> [WHAT THE EXERCISE ASKS]: Reproduce verbatim the lines of the records below, beginning with the line containing "Check that each instance of the curly" and continuing through the final line of the records, both ends included.

++++ INPUT FOR THIS TASK ++++

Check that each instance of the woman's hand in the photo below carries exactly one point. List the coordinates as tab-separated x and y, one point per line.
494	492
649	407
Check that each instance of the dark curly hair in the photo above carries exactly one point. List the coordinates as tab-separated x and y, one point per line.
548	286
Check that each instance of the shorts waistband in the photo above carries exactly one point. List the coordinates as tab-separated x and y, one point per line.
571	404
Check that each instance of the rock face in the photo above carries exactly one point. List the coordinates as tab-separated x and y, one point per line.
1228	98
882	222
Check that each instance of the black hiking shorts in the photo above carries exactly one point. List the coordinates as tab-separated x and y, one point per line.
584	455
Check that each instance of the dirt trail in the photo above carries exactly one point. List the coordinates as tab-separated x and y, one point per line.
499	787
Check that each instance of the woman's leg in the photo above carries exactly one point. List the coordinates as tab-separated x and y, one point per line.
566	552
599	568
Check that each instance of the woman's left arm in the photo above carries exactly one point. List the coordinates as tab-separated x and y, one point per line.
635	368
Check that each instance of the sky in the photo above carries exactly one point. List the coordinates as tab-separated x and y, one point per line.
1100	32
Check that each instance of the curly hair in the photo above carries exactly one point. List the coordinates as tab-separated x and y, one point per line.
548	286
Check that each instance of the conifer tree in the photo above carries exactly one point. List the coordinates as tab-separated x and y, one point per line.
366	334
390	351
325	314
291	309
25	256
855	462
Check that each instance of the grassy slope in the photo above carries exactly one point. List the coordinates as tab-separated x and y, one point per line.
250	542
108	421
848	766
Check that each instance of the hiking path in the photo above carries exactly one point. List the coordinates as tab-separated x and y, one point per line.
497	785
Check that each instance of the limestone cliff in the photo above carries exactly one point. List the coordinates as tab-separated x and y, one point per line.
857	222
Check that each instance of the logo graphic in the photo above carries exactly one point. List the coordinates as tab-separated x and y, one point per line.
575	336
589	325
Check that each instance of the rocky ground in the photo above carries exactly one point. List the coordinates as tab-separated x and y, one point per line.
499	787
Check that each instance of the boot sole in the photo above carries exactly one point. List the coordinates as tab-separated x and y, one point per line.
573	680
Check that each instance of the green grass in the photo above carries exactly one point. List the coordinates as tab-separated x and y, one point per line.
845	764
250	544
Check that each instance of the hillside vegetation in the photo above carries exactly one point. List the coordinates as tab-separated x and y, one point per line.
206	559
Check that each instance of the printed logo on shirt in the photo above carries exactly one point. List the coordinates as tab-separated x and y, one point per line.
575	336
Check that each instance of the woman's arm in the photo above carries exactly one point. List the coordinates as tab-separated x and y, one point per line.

++++

> [TASK OUTPUT]:
Check that each instance of the curly hair in the photo above carries exactly one point. List the coordinates as tab-separated x and y, one point per line.
548	286
Check that each instance of the conifer tree in the photo above carries exactly one point. List the coordinates as tab-separated x and y, one point per line.
366	334
390	351
325	314
291	309
25	256
855	462
Check that each instance of the grassy slope in the photo above carries exactly one point. List the coordinates as tab-separated x and y, one point per line.
250	542
108	421
848	766
Check that each instance of the hiking path in the photo above carries exactly one point. List the coordinates as tab-separated x and y, one point per line.
497	785
Check that each instance of the limestone cliff in the photo above carries exactly one point. List the coordinates as tab-separated x and y, one point per line.
857	222
Check that each instance of the logo graphic in the photo above carries exactly one point. List the coordinates as tab-separated x and y, one point per line.
575	336
589	325
Check that each instance of the rocky ground in the photo above carries exactly one point. List the coordinates as tab-separated x and y, one point per line.
499	787
Check that each instance of the boot sole in the photo above carries exactly one point. List the coordinates as tab-separated x and y, one point per line.
573	680
Check that each instance of the green grass in the photo above carries exactly one point. List the coordinates as tab-separated x and y, one point per line.
845	764
250	544
Check that each instance of the hillside vegetation in the photo above carries exactly one point. List the coordinates as tab-separated x and y, one point per line.
206	559
Check that each instance of the printed logo on shirt in the photo above carries exactly one point. List the coordinates as tab-separated x and y, one point per line.
575	336
Check that each instance of the woman's arm in the photo above carries exactly one point. List the coordinates as tab-separated x and y, one point per line.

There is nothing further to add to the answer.